* TASK TO CARRY OUT
Go through the records below and set each one down exactly, leaving out any pictures.

* INPUT DATA

=-=-=-=-=

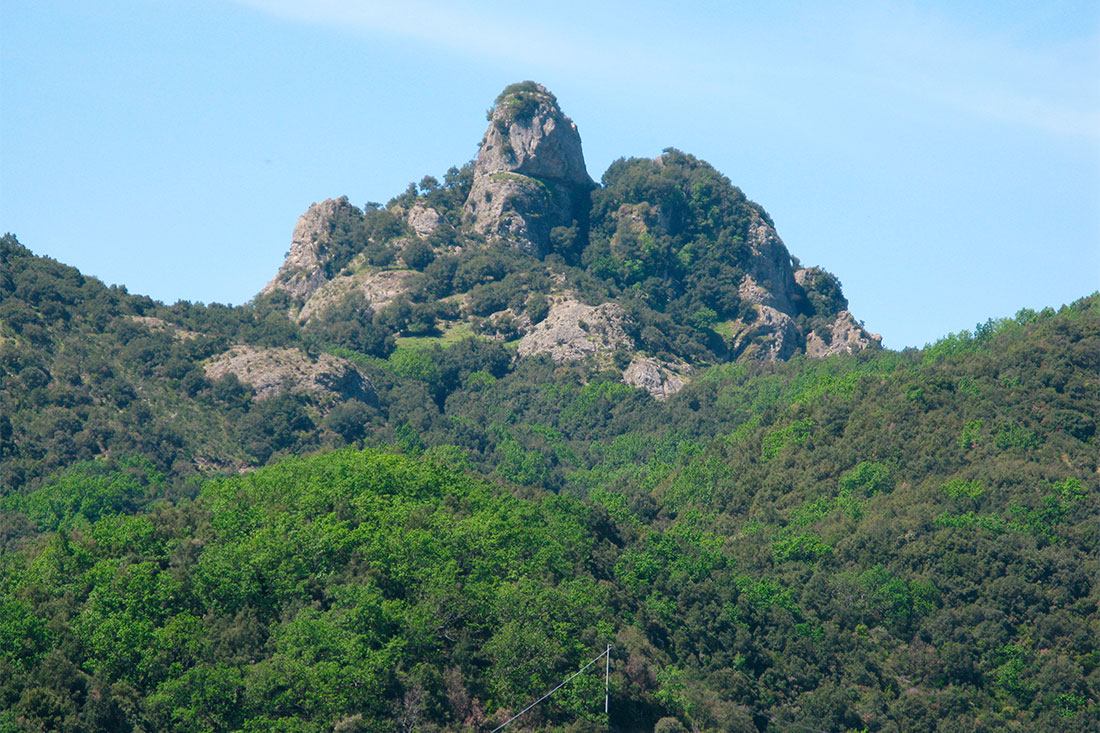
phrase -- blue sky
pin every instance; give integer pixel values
(943, 160)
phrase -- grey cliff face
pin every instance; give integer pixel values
(303, 272)
(274, 371)
(529, 176)
(770, 281)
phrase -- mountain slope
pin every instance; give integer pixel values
(879, 540)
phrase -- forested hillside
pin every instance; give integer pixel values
(867, 542)
(463, 441)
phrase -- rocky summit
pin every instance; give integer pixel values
(662, 267)
(529, 175)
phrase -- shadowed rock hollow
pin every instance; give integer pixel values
(529, 176)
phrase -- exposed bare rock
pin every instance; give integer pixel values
(659, 379)
(514, 207)
(161, 325)
(378, 288)
(573, 330)
(274, 371)
(425, 220)
(529, 176)
(770, 280)
(303, 271)
(844, 336)
(773, 336)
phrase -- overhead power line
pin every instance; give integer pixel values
(607, 666)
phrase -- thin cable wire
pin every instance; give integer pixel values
(563, 682)
(785, 722)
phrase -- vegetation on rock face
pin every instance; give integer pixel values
(871, 542)
(875, 540)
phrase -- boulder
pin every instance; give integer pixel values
(844, 336)
(657, 378)
(770, 279)
(529, 175)
(274, 371)
(773, 336)
(573, 330)
(303, 272)
(378, 288)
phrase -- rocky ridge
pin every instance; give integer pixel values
(530, 190)
(275, 371)
(529, 175)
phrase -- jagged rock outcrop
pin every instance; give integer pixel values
(772, 336)
(659, 379)
(529, 176)
(378, 290)
(425, 220)
(303, 272)
(770, 280)
(274, 371)
(573, 330)
(844, 336)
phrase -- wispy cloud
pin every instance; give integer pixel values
(922, 57)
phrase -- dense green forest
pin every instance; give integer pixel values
(359, 503)
(881, 540)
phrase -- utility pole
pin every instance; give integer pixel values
(607, 673)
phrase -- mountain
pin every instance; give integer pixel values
(465, 440)
(666, 264)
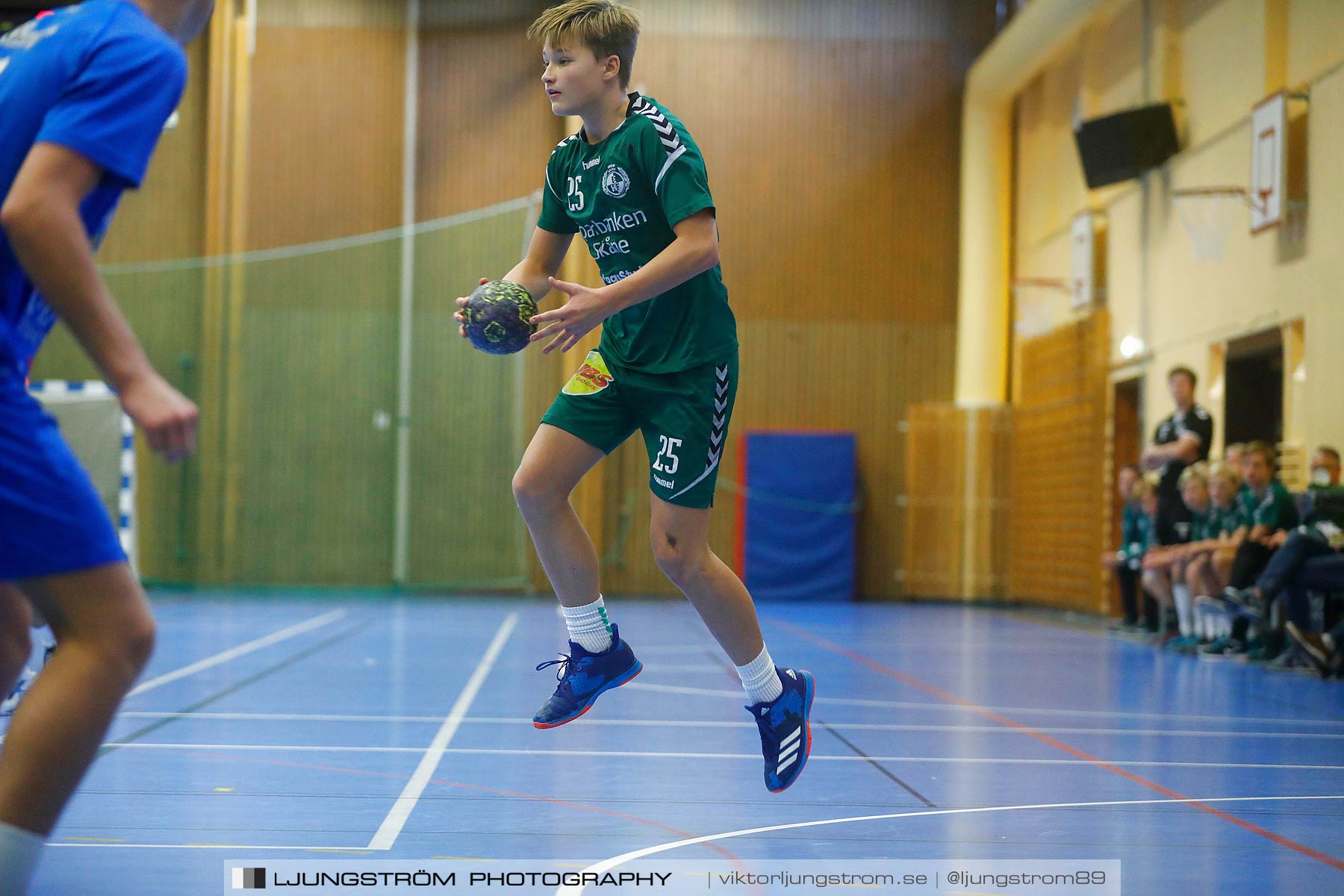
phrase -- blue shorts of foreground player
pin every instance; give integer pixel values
(52, 519)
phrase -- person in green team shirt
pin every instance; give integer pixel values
(633, 186)
(1221, 532)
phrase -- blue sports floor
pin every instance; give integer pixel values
(398, 727)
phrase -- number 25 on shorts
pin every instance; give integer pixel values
(667, 461)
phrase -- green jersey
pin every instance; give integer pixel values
(1272, 508)
(1222, 521)
(624, 195)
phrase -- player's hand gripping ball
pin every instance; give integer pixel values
(499, 317)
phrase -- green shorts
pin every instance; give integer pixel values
(683, 417)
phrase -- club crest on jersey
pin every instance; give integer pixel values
(591, 378)
(616, 183)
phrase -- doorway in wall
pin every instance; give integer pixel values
(1254, 388)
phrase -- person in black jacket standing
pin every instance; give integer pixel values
(1179, 441)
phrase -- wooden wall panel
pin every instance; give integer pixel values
(485, 128)
(1058, 521)
(947, 501)
(326, 155)
(833, 159)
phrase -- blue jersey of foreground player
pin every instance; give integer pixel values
(101, 80)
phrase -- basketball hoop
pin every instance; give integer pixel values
(1209, 215)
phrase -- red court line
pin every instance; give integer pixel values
(942, 695)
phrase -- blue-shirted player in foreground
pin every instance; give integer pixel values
(84, 96)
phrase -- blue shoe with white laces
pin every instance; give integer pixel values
(20, 688)
(785, 734)
(584, 677)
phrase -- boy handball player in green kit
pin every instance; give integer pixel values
(633, 184)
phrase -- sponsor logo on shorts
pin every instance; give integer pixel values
(591, 378)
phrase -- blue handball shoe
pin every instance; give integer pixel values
(785, 734)
(584, 677)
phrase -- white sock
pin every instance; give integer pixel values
(19, 852)
(1184, 603)
(759, 679)
(589, 626)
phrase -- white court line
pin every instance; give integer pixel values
(391, 827)
(944, 707)
(754, 756)
(316, 849)
(683, 723)
(241, 650)
(608, 864)
(612, 862)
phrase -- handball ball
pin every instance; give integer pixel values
(499, 317)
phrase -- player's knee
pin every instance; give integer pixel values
(534, 491)
(679, 561)
(140, 642)
(15, 649)
(125, 649)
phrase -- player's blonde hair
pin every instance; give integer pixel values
(1226, 473)
(605, 27)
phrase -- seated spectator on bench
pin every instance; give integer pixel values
(1166, 567)
(1132, 538)
(1219, 534)
(1307, 558)
(1266, 508)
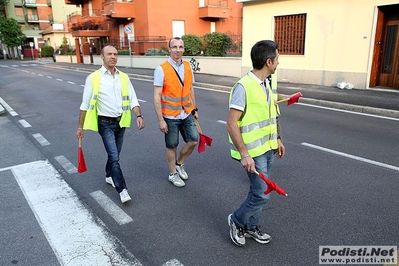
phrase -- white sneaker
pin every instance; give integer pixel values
(110, 181)
(175, 180)
(124, 196)
(182, 172)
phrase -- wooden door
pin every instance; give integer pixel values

=-=-=-=-=

* SOLUTION TO THE PROBLEM
phrase -- blue sky
pin every instance; give integer pixel values
(943, 160)
phrase -- grey cliff face
pin every instance; give integer pixel values
(303, 272)
(274, 371)
(529, 176)
(770, 281)
phrase -- mountain slope
pin every instance; give integer pixel values
(879, 540)
phrase -- forested hillside
pin every instance; give integer pixel values
(867, 542)
(463, 441)
phrase -- rocky summit
pin every instance; give integer pixel values
(662, 267)
(529, 175)
phrase -- shadowed rock hollow
pin every instance; give integer pixel values
(529, 176)
phrase -- exposed bare rock
pin every instance; give integer pixel values
(659, 379)
(514, 207)
(161, 325)
(378, 288)
(573, 330)
(274, 371)
(425, 220)
(529, 176)
(770, 280)
(303, 271)
(844, 336)
(773, 336)
phrase -- overhead power line
pin every instance; give integer pixel values
(607, 666)
phrase -- thin cable wire
pin every instance; give integer pixel values
(563, 682)
(785, 722)
phrase -- vegetation on rock face
pin every instance; give integer pixel values
(871, 542)
(875, 540)
phrase -- boulder
pin every instance; give integer pixel values
(844, 336)
(657, 378)
(770, 279)
(529, 175)
(274, 371)
(773, 336)
(573, 330)
(303, 272)
(378, 288)
phrase -- rocky ridge
pin every instance; give integer pixel values
(530, 190)
(275, 371)
(529, 175)
phrase -- jagged rock outcrop
pin every instance; give integer pixel values
(772, 336)
(659, 379)
(529, 176)
(378, 290)
(425, 220)
(303, 272)
(770, 280)
(274, 371)
(573, 330)
(844, 336)
phrase -- wispy cloud
pin every instance; give integer pixel values
(922, 57)
phrase -- dense green forest
pin every instance; give integer pixel values
(359, 503)
(881, 540)
phrase -- utility pole
pin every instance; give integer pixel values
(607, 673)
phrase -- mountain
pin every instance; give integer pixel values
(465, 440)
(666, 264)
phrase -- blue shorts of foreground player
pin every instance; give integer pixel values
(52, 519)
phrase -- person in green team shirt
pin every instance; give integer pixel values
(633, 186)
(1221, 532)
phrase -- blue sports floor
pin every instance; give integer pixel values
(398, 727)
phrase -- number 25 on shorts
pin every instance; give integer pixel values
(667, 461)
phrase -- green jersey
pin every instance; give integer pixel values
(1272, 508)
(1222, 521)
(624, 195)
phrase -- player's hand gripping ball
pin every instance; give integer pixel values
(499, 317)
phrase -- green shorts
pin every instance; give integer pixel values
(683, 417)
phrase -- club crest on jersey
pin every instance; give integer pixel values
(591, 378)
(616, 183)
phrase -- doorway in wall
pin every instance; give integer pixel values
(1254, 388)
phrase -- person in black jacket standing
pin every instance; give integer pixel values
(1179, 441)
phrase -- wooden wall panel
pin every instance; give integer pixel values
(485, 128)
(1058, 521)
(947, 501)
(326, 155)
(833, 159)
phrase -- blue jersey of foreground player
pin every instance; give integer pixel values
(101, 80)
phrase -- basketball hoop
pin every instance; give integer pixel values
(1209, 215)
phrase -- red court line
pin every instance; give integer pixel values
(942, 695)
phrase -- blue-shirted player in foreground
pin every instance; give integer pixel values
(84, 96)
phrase -- blue shoe with white laces
pin every instance; give integer pixel values
(20, 688)
(785, 734)
(584, 677)
phrase -- boy handball player in green kit
pin every instance; give integer pixel values
(633, 184)
phrase -- sponsor logo on shorts
pin every instance; give integer pixel values
(591, 378)
phrase -- blue handball shoe
pin every instance; give integer pixel values
(785, 734)
(584, 677)
phrase -- white sock
pin every instance; give integer pixel values
(19, 852)
(1184, 603)
(759, 679)
(589, 626)
phrase -- white court line
pin every instance; give integer pixel values
(391, 827)
(944, 707)
(754, 756)
(316, 849)
(683, 723)
(241, 650)
(608, 864)
(612, 862)
phrase -- handball ball
pin every instance; give integer pixel values
(499, 317)
phrase -- player's knee
pin every instance; give integer pixel values
(534, 491)
(679, 561)
(140, 642)
(15, 649)
(125, 649)
phrase -- player's blonde hair
pin every instance; give integer pixel values
(1226, 473)
(605, 27)
phrase -- seated spectator on bench
pin every instance; give integer pixel values
(1166, 567)
(1132, 538)
(1219, 534)
(1307, 558)
(1266, 508)
phrase -- white sneaker
pin every instance; give integer pixel values
(110, 181)
(175, 180)
(124, 196)
(182, 172)
phrase -- wooden door
pin every instance; give integer pixel values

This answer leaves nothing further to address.